International Mammalian Genome Society

The 15th International Mouse Genome Conference (2001)


POSTER 10 - THE IMPORTANCE OF LEPTIN PRODUCTION AND RECEPTION IN MOUSE LINES DIVERGENTLY SELECTED ON FATNESS AFTER INTROGRESSION OF THE  LEPOB AND LEPRDB MUTATIONS

Dr Lutz Bünger
Division of Biological Sciences, ICAPB
The University of Edinburgh
Kings Buildings, West Mains Road
Edinburgh EH9 3JT

Co-Authors: 1)Bünger L, 2)Forsting J, 1)McDonald KL, 3)Horvat S, 4)Speakman JR, 4)Hochscheid S, 5)Baile CA, 1)Hill WG
Institutions: 1)Institute of Cell, Animal and Population Biology, University of Edinburgh, 2)Fachhochschule Lemgo, Liebigstraße, 3)Biotechnical Faculty, Zootechnical Department, University of Ljubljana, 4)Aberdeen Centre for Energy Regulation and Obesity (ACERO), Department of Zoology, University of Aberdeen and Division of Appetite and Energy Balance, Rowett Research Institute, 5)University of Georgia

Divergent selection for over nearly 60 generations produced a fat (F) and a lean line (L), diverging by a factor of over 4 in fat%. To elucidate the importance of leptin in the genetic change produced by this long-term selection on fatness, the two recessive mutations Lepob and Leprdb causing a leptin deficiency and a leptin receptor defect, respectively, were introgressed into both selected mouse lines. After seven backcrosses, an intercross was made to produce all three genotypes at the Lepob or Leprdb locus in the F or L background to examine the line divergence in the absence of leptin and of the leptin receptor. In addition to the total fat content of the body at 106d, plasma leptin, glucose levels, resting metabolic rate, body temperature, and food and water intake were measured.

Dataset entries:
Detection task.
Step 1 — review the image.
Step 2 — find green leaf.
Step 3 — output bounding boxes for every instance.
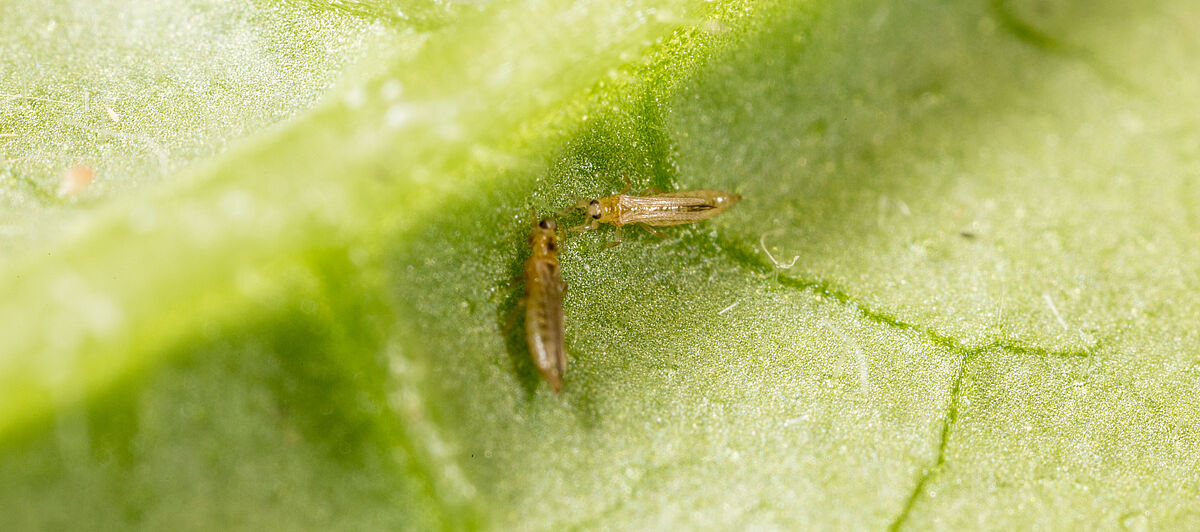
[0,0,1200,530]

WORK INSTRUCTION A →
Name all the co-authors of the poster abstract on leptin in mouse lines selected for fatness.
WORK INSTRUCTION B →
Carry on the poster abstract about leptin in fat and lean mouse lines from the point where it stops.

ANSWER A →
Bünger L, Forsting J, McDonald KL, Horvat S, Speakman JR, Hochscheid S, Baile CA, Hill WG

ANSWER B →
Wildtype male mice of the F and L line have about 21% and 5% fat. These values increase dramatically in both lines when the leptin production or leptin reception is knocked-out: F-Lepob/Lepob and F-Leprdb/Leprdb reach 34 and 38%, respectively and the corresponding values for the L line are 37 and 29%.  These results show that the polygenic effects obtained by long-term selection in the L line can not “correct” the knock-out effects of Lepob on leptin production, and only to a minor degree, the effects of Leprdb on leptin reception. This also indicates that the genes responsible for the leanness of the L line most likely act downstream from leptin and/or are dependent on leptin.